### [Fragment]
+===+

Een aantal C-metingen werd in duplo uitgevoerd (bijlage 1 voor gedetail-leerde meetgegevens). De duplo-bepalingen verschilden gemiddeld 3,15% (n — 9) van elkaar.
In een vijftal situaties werden 'doorslag'-bepalingen (zie pag. 15) verricht. In geen van deze metingen werd MITC aangetroffen in het tweede in
serie gekoppelde SKC-buisje. De hoeveelheid MITC in het voorste SKC-buisje varieerde hierbij tussen 3,2 en 34,0 ug MITC. De laatste hoeveelheid is ten
opzichte van die van de overige blootstellingsbepalingen zeer hoog; de betreffende bemonstering werd uitgevoerd in lucht die zich in een voorraad-vat boven de vloeistof bevindt. Dat de adsorptie-capaciteit van deze SKC-buisjes voor MITC zeer hoog is, werd recent ook beschreven door Van den Berg et al. (1992). Geconcludeerd mag worden dat de in de SKC-buisjes gemeten MITC-hoeveelheden een betrouwbare maat zijn van de MITC-concentratie in de doorgeleide lucht. Ook kan worden geconcludeerd dat MITC in relatief hoge concentraties aanwezig is in of gevormd wordt uit (kinetiek onbekend) de metam-natrium oplossing in voorraadvaten.

+===+

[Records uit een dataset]
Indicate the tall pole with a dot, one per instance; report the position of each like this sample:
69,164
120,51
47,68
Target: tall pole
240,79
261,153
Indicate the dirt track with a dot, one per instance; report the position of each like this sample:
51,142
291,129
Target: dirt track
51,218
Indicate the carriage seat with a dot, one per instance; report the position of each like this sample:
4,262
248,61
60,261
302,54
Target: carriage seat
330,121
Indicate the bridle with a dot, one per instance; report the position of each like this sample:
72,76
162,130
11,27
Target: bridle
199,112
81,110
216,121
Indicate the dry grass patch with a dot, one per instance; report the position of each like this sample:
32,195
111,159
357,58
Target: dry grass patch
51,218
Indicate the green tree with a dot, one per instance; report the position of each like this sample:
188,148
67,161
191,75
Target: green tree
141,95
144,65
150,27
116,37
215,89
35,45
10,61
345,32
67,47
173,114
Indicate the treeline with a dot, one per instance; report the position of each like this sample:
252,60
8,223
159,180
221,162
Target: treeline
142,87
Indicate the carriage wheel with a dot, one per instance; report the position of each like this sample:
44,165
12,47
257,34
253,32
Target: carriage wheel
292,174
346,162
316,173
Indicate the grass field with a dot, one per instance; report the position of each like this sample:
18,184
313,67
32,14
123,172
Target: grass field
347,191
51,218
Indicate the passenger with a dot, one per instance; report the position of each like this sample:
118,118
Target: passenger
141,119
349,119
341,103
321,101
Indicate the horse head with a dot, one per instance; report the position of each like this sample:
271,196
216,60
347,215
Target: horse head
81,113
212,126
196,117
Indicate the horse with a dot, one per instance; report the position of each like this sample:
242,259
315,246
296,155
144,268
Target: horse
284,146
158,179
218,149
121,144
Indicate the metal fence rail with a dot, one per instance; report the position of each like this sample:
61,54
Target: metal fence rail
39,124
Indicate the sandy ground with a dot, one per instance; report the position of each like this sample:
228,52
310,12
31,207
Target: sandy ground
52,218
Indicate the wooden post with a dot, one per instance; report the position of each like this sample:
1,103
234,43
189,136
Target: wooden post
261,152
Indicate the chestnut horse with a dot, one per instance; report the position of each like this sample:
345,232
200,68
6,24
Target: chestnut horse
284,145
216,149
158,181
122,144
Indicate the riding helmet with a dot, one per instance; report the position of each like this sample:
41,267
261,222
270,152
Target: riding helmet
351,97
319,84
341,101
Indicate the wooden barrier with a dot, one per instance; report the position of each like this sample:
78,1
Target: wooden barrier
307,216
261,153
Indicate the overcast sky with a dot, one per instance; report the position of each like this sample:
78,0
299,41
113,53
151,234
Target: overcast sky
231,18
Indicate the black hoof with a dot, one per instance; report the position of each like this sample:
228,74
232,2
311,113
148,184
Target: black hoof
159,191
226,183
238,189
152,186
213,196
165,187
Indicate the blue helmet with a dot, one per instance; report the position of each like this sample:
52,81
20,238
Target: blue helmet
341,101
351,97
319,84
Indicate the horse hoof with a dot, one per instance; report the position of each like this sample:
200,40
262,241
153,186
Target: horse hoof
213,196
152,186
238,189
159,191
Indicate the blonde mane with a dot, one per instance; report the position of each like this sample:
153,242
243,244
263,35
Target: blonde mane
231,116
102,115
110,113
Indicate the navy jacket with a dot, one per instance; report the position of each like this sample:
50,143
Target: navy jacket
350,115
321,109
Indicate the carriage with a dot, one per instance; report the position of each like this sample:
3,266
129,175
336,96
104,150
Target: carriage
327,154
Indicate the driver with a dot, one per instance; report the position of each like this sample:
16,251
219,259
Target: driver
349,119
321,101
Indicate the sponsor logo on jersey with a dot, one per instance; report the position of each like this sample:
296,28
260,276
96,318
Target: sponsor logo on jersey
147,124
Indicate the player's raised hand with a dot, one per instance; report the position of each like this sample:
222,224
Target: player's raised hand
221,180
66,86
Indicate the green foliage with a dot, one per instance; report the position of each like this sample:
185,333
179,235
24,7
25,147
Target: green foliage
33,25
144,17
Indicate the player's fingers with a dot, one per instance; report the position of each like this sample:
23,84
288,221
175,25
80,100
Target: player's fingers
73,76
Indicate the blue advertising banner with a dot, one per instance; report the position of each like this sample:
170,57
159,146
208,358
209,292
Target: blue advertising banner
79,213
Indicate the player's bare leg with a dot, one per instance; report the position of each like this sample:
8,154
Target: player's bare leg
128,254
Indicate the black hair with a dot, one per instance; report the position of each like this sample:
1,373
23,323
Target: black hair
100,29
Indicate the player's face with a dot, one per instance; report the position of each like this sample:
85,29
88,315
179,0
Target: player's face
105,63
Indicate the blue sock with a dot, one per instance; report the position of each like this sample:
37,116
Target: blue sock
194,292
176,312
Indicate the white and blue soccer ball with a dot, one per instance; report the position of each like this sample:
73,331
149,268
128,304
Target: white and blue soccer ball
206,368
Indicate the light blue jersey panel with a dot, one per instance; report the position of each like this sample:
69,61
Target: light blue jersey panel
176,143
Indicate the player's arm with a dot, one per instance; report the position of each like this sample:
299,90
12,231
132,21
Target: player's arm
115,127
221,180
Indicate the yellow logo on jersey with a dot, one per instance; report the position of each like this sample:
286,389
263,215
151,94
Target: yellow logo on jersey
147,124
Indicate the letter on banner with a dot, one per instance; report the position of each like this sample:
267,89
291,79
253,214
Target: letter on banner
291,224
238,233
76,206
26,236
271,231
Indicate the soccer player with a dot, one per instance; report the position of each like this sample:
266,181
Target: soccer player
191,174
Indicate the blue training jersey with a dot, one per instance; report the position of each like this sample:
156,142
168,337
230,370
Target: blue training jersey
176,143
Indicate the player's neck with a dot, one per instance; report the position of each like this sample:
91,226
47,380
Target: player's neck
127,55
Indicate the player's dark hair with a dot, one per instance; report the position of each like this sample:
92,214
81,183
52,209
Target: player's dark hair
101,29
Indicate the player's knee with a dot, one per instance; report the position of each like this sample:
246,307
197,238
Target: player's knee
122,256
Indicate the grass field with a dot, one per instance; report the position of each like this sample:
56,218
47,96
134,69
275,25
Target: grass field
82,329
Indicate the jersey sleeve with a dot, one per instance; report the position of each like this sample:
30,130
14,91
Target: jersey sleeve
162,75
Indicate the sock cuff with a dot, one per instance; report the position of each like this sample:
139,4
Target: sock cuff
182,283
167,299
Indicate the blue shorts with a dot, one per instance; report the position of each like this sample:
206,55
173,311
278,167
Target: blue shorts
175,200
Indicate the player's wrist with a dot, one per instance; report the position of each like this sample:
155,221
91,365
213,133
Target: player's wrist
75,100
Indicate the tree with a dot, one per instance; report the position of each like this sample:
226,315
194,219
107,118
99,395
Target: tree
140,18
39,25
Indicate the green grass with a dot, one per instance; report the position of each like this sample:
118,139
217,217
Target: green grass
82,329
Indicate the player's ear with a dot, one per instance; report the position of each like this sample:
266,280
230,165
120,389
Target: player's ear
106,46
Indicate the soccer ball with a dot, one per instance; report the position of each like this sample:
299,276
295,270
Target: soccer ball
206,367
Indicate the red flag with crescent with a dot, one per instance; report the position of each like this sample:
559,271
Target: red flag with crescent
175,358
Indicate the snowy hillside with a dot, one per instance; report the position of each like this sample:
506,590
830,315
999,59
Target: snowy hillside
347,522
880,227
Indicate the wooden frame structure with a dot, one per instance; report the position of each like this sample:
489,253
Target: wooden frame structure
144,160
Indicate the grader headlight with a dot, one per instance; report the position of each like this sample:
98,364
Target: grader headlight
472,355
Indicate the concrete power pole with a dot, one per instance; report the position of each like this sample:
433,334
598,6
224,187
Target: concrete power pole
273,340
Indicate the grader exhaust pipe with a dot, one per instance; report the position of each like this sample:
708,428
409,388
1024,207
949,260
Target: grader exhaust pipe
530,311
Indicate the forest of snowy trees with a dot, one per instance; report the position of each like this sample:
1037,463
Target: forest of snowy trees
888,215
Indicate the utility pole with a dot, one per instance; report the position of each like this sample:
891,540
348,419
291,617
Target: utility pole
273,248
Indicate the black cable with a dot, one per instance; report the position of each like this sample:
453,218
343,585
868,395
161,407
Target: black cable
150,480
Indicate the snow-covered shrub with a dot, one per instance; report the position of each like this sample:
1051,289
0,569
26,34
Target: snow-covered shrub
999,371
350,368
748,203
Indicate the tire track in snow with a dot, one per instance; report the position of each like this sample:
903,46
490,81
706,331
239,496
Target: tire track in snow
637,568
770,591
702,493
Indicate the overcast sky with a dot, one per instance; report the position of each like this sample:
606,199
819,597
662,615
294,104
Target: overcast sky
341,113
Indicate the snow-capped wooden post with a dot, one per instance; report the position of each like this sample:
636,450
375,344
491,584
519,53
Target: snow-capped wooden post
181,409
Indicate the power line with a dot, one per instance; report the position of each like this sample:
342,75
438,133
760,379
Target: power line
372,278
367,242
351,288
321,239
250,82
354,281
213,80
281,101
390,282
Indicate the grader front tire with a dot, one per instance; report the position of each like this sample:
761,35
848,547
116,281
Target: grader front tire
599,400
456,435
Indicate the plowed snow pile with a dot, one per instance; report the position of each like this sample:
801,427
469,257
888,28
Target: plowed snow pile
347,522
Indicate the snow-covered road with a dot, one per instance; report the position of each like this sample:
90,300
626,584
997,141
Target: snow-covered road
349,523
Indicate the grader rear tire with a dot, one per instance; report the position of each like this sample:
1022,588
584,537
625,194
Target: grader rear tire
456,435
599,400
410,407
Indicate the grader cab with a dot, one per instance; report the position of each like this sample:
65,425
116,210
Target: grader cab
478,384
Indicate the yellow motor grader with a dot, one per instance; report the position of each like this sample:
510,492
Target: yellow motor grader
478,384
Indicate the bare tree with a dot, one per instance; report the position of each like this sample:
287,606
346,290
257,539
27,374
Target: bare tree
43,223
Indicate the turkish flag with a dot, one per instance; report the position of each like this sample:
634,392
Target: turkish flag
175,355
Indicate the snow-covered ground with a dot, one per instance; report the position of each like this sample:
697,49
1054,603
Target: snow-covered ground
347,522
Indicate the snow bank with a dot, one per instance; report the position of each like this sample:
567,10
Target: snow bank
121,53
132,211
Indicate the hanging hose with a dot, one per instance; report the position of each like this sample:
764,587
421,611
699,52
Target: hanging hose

+===+

### [Opdracht 1]
Vat alsjeblieft de alinea uit het fragment die begint met "In een vijftal situaties" beknopt samen als puntsgewijze lijst, met behoud van de belangrijkste feiten.
### [Opdracht 2]
Toon elke regel uit de lijst waarin de tekenreeks "cable" voorkomt. Het verschil tussen hoofdletters en kleine letters telt mee.
Het fragment en de lijst hebben niets met elkaar te maken.

### [Uitwerking 1]
- In vijf situaties zijn 'doorslag'-bepalingen verricht. In geen van deze metingen werd MITC gevonden in het tweede, in serie gekoppelde SKC-buisje.
- Het voorste buisje bevatte tussen 3,2 en 34,0 ug MITC.
- De hoogste hoeveelheid is zeer hoog ten opzichte van de overige blootstellingsbepalingen. Die monstername vond plaats in lucht boven de vloeistof in een voorraadvat.
- Van den Berg et al. (1992) beschreven recent ook de zeer hoge adsorptiecapaciteit van deze buisjes voor MITC.
- Conclusie 1: de gemeten MITC-hoeveelheden zijn een betrouwbare maat voor de MITC-concentratie in de doorgeleide lucht.
- Conclusie 2: MITC is in relatief hoge concentraties aanwezig in de metam-natriumoplossing in voorraadvaten, of wordt eruit gevormd. De kinetiek daarvan is onbekend.

### [Uitwerking 2]
Indicate the black cable with a dot, one per instance; report the position of each like this sample:
Target: black cable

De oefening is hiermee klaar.